*** Opening of EXTRACTED ENTRIES ***

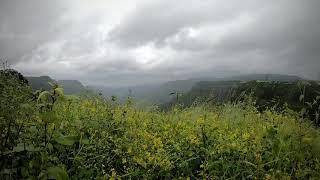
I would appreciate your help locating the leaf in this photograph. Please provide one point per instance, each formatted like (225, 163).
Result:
(24, 147)
(66, 140)
(301, 97)
(84, 141)
(57, 173)
(309, 104)
(19, 148)
(48, 116)
(59, 91)
(44, 95)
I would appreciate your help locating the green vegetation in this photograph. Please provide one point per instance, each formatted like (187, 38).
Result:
(46, 135)
(71, 87)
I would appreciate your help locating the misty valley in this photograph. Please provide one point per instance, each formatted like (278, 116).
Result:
(159, 89)
(262, 126)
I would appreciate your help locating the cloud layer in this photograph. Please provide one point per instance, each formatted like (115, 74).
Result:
(125, 42)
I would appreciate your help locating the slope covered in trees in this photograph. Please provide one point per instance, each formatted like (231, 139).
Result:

*** Close of EXTRACTED ENTRIES ***

- [THE TASK]
Every entry should be returned exactly as written, minus the pictures.

- [FINISHED EXERCISE]
I would appreciate your help locating the leaf in this photograph. Please provide one point per instance, each formatted like (225, 163).
Result:
(24, 147)
(66, 140)
(301, 97)
(84, 141)
(57, 173)
(309, 104)
(19, 148)
(48, 116)
(59, 91)
(44, 95)
I would appreciate your help locating the green vegetation in this photograph. Please provide one point per instance, each formatted like (187, 38).
Result:
(46, 135)
(71, 87)
I would appreciate your help locating the misty valley in this photograph. Please provide one point per instance, each formatted like (278, 116).
Result:
(159, 89)
(262, 126)
I would appreciate your help locating the cloud layer in this photograph. Please provide one point per instance, each formatted like (115, 74).
Result:
(125, 42)
I would appreciate your help locating the slope covered in trees in this photograph. Please provide one point per instance, each formatted like (231, 139).
Result:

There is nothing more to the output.